Work required:
Write out, word for word and with no pictures, each line below from the one containing "Target: bare tree" through the one containing "Where can the forest", both included, and no other line.

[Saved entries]
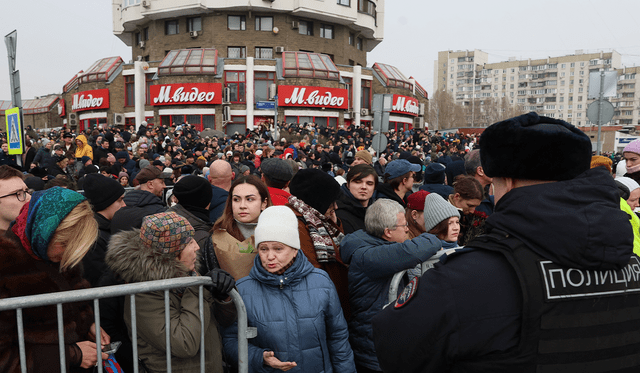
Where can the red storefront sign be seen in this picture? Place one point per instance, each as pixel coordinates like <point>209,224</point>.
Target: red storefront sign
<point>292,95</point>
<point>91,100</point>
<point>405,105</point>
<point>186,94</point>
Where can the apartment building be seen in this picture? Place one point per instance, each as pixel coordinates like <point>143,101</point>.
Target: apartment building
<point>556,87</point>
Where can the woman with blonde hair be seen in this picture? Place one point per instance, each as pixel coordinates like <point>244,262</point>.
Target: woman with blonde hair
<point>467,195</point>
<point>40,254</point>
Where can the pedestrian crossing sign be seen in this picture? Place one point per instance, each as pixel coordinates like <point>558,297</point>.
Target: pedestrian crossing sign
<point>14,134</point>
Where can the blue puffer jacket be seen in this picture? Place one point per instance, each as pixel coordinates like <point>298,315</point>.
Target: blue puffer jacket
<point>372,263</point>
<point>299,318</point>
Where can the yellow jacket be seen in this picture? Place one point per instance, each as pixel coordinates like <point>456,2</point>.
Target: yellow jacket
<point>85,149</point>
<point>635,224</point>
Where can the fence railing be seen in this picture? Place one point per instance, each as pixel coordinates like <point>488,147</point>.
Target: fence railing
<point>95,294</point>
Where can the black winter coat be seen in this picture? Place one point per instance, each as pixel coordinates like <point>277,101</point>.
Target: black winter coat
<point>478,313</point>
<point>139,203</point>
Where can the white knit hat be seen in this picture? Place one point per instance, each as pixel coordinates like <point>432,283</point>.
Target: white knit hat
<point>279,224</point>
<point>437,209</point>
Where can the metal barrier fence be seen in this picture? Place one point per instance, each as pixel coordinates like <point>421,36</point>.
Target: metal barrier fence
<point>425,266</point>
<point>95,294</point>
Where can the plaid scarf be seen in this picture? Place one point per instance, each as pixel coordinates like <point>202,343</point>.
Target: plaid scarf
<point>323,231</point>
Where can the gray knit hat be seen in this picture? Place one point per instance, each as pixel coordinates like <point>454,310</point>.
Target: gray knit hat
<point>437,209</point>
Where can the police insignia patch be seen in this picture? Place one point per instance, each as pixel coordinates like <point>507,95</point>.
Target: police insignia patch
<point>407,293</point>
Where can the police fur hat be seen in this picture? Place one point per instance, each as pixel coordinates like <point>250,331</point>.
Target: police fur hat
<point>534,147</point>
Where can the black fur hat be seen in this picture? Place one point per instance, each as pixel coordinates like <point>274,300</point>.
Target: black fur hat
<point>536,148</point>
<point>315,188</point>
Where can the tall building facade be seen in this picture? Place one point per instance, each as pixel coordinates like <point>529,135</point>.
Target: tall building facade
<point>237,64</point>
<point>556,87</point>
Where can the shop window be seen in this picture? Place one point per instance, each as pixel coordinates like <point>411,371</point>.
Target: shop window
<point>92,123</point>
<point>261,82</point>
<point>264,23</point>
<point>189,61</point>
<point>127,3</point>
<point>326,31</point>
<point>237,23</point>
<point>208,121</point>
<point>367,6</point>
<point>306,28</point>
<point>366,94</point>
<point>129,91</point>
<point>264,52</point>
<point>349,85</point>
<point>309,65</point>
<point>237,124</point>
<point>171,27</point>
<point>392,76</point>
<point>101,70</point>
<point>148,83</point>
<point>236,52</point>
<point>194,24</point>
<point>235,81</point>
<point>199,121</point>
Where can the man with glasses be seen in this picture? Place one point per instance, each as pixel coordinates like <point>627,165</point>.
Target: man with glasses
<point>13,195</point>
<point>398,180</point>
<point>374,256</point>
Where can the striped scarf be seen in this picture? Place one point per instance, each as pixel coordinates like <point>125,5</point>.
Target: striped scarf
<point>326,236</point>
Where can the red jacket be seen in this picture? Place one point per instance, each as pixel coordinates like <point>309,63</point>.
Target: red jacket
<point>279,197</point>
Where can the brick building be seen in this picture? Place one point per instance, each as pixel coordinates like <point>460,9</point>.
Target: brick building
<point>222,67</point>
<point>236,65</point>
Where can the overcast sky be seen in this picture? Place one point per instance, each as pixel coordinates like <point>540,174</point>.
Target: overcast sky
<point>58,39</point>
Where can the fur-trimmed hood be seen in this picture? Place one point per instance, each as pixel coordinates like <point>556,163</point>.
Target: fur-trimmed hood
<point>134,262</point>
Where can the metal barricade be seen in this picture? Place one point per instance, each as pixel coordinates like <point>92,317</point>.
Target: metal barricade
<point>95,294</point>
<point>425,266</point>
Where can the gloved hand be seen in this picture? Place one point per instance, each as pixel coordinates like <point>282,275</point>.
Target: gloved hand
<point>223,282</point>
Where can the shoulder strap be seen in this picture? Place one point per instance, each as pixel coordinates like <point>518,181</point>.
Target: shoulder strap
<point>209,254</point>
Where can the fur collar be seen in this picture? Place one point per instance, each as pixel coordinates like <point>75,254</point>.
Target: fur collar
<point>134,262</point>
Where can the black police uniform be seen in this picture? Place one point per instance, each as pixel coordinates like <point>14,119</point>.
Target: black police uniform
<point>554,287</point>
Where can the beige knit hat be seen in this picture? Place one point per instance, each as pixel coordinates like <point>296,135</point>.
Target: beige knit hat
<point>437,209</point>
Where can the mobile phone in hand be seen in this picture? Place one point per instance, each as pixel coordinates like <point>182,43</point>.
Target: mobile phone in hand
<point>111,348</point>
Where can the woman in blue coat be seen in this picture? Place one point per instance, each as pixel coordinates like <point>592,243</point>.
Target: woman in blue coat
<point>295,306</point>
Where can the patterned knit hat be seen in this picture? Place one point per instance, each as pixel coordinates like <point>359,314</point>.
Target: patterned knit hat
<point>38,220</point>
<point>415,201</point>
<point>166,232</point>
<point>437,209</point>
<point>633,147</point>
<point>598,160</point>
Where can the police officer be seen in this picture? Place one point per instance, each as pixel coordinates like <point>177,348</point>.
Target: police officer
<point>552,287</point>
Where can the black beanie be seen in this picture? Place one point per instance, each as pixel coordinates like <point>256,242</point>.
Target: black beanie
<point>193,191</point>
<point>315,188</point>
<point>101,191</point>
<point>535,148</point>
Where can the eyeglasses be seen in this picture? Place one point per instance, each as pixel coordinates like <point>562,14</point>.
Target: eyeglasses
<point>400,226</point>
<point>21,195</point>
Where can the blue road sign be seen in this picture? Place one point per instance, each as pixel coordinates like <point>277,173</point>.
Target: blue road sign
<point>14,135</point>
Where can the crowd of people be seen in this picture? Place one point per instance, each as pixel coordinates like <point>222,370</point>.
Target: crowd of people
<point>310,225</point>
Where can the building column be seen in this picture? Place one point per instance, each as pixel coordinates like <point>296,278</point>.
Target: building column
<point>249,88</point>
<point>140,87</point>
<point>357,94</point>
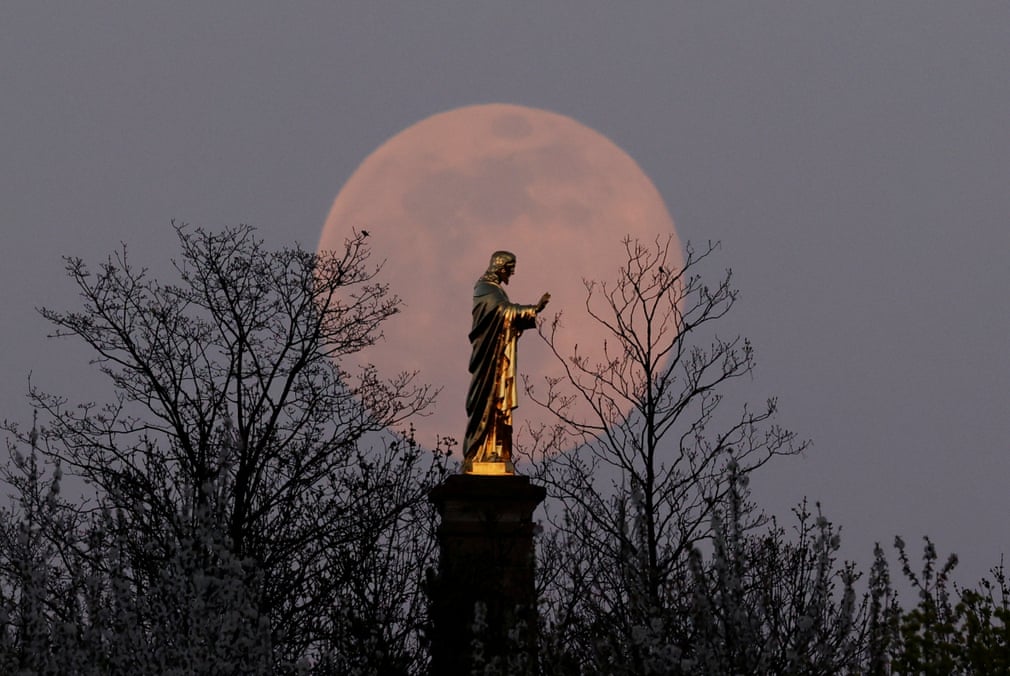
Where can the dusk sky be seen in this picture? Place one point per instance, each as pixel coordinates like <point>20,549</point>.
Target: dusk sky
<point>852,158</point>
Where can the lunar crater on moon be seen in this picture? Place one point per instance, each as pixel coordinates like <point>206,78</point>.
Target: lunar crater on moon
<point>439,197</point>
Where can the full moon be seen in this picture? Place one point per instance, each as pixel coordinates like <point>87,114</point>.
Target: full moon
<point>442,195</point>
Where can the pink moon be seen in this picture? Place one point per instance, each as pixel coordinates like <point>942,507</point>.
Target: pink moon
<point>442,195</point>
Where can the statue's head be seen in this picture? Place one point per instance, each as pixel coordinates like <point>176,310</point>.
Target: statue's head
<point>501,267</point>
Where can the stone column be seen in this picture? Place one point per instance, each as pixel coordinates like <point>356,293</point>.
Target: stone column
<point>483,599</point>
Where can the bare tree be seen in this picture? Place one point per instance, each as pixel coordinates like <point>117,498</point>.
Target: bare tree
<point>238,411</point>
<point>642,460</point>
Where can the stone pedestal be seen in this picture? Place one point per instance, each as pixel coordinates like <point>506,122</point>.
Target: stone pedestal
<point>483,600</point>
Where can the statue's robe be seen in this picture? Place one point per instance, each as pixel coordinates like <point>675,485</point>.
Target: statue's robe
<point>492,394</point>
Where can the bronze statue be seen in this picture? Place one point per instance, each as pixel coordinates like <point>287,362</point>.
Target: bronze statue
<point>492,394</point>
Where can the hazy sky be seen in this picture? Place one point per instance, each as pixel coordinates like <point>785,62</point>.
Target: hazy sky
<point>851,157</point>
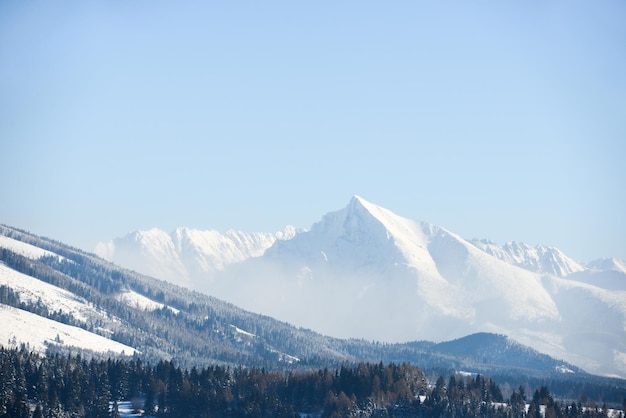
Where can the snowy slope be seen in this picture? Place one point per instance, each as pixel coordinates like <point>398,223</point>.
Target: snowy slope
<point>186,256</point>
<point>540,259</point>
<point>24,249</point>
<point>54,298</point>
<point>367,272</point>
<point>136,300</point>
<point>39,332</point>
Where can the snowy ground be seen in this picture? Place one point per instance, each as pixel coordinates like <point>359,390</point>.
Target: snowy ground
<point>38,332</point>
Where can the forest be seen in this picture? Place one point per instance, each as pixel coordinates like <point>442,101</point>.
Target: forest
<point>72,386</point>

Problem solution:
Target: bare tree
<point>238,411</point>
<point>642,460</point>
Where can the stone pedestal be seen in this picture? Place one point per instance, each as pixel coordinates like <point>506,122</point>.
Target: stone pedestal
<point>483,600</point>
Where can the statue's robe be seen in this picture? Place one point per instance, each as pixel coordinates like <point>675,485</point>.
Target: statue's robe
<point>492,394</point>
Where can the bronze statue be seen in this picture? Place one point per instance, each as pixel coordinates like <point>287,362</point>.
Target: bronze statue
<point>492,394</point>
Where can the hazy sky be seen in this picture? Place one point per instance, each as pixel coordinates like <point>785,62</point>.
Target: hazy sky
<point>851,157</point>
Where can the snowy slope be seen in this picture? Place one point per instance, each as pixel coordinates like <point>398,223</point>.
Target: snowy slope
<point>186,256</point>
<point>540,259</point>
<point>24,249</point>
<point>54,298</point>
<point>367,272</point>
<point>136,300</point>
<point>39,332</point>
Where can the snowy ground be seen in this picture? Place one point per instance, each as pixel coordinates like <point>359,390</point>.
Target: snowy ground
<point>38,332</point>
Where can the forest be seen in this picture? Place one point per instance, each as pixel coordinates like <point>442,101</point>.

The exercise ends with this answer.